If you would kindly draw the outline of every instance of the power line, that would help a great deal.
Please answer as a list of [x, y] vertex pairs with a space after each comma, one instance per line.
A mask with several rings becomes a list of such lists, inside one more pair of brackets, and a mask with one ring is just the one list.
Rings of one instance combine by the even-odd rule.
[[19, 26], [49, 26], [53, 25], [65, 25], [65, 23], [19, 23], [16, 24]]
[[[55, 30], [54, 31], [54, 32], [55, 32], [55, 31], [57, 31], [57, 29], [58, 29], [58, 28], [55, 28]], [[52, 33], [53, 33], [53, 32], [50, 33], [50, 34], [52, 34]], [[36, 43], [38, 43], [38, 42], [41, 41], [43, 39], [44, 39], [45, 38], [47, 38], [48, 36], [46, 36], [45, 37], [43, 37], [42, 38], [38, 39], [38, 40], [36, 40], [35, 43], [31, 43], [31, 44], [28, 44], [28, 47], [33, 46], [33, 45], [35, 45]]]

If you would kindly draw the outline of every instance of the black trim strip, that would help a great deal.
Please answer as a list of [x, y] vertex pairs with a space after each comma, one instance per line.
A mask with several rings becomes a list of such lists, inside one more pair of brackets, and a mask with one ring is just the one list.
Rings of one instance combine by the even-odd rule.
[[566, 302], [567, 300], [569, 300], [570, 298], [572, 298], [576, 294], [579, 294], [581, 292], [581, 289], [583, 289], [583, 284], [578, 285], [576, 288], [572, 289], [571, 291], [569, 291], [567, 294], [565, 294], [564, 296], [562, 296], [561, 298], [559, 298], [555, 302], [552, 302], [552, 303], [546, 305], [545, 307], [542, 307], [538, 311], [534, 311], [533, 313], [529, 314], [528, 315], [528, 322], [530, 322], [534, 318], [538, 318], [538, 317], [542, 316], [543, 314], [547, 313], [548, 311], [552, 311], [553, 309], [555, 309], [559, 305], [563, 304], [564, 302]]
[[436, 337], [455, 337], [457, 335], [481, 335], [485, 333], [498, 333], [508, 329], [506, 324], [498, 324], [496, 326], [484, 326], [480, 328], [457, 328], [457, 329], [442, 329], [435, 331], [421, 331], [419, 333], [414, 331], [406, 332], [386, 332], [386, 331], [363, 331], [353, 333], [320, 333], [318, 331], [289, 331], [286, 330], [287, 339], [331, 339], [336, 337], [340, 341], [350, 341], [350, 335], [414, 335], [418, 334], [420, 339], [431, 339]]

§

Can you reproduce the entries word for word, from their very first line through the line containing "45], [35, 45]]]", with that line included?

**The reply**:
If you would kindly draw the outline of every instance of the power line, that would help a great deal.
Please answer as a list of [x, y] vertex pairs with a space after each comma, one instance per line.
A mask with several rings becomes a list of such lists, inside one more pair of brackets, and a mask with one ring is just the one list.
Rings of one instance combine by the even-odd rule.
[[19, 26], [49, 26], [53, 25], [65, 25], [65, 23], [19, 23], [16, 24]]
[[[55, 30], [54, 31], [54, 32], [55, 32], [55, 31], [57, 31], [57, 29], [58, 29], [58, 28], [55, 28]], [[52, 33], [53, 33], [53, 32], [50, 33], [50, 34], [52, 34]], [[36, 43], [38, 43], [38, 42], [41, 41], [43, 39], [44, 39], [45, 38], [47, 38], [48, 36], [46, 36], [45, 37], [43, 37], [42, 38], [38, 39], [38, 40], [36, 40], [35, 43], [31, 43], [31, 44], [28, 44], [28, 47], [33, 46], [33, 45], [35, 45]]]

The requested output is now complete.